Stored records
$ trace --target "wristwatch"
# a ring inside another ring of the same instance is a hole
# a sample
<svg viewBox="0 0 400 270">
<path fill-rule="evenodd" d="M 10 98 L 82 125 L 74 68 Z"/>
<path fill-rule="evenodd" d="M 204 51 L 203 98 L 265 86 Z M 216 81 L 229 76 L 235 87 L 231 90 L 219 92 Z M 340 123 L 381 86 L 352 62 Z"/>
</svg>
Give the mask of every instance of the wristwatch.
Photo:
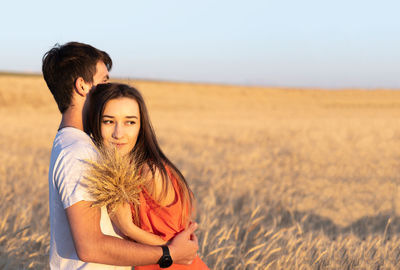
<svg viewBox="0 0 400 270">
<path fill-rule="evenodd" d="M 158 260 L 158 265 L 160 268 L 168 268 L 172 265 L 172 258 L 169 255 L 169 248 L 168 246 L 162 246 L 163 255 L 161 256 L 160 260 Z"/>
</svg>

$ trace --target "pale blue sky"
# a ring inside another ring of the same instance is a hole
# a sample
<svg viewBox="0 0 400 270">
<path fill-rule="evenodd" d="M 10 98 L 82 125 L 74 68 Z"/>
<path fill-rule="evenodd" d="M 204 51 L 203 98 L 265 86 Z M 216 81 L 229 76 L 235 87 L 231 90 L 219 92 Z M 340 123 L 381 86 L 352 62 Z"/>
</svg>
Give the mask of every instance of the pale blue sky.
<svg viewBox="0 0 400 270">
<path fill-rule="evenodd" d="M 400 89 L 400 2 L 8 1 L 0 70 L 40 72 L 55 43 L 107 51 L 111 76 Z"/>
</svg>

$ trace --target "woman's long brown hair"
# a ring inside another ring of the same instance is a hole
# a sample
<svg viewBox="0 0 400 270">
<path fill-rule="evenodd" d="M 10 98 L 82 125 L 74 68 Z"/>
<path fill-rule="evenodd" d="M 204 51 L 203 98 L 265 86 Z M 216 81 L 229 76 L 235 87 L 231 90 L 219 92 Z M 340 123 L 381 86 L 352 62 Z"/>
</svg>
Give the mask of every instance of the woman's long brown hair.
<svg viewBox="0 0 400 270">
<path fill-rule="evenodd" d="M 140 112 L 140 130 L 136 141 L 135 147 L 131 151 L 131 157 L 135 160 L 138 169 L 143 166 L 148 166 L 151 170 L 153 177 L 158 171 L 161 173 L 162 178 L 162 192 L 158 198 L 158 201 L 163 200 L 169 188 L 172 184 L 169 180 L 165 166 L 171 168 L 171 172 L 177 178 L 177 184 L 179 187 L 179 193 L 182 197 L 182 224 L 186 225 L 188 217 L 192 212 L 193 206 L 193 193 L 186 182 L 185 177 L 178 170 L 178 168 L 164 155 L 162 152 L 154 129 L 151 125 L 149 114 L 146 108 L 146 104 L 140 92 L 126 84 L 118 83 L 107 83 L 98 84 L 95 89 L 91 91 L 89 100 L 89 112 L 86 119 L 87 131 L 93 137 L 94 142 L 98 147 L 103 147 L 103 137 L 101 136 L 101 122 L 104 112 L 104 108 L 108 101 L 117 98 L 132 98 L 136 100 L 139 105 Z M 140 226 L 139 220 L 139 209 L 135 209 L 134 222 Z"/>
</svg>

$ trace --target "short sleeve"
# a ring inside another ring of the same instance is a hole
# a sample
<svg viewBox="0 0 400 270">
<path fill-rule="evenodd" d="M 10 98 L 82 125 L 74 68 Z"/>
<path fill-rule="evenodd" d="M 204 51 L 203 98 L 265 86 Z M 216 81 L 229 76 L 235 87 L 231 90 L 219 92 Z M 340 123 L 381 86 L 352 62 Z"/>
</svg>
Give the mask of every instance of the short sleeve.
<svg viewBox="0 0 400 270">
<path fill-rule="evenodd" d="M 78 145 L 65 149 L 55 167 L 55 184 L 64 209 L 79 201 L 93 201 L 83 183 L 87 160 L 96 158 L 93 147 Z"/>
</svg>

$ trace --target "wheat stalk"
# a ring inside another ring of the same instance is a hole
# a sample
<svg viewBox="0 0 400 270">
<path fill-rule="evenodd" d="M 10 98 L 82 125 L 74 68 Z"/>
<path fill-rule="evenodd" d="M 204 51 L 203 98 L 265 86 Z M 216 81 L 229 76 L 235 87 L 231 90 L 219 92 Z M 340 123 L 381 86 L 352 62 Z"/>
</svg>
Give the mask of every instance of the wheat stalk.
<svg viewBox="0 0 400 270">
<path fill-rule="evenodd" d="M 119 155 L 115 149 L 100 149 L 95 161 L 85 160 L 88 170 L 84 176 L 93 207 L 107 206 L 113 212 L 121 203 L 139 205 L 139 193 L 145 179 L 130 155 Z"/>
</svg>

Aim of the task
Going through the entries, return every line holding the word "wristwatch".

Response box
$ trace --target "wristwatch"
Give the mask of every instance of the wristwatch.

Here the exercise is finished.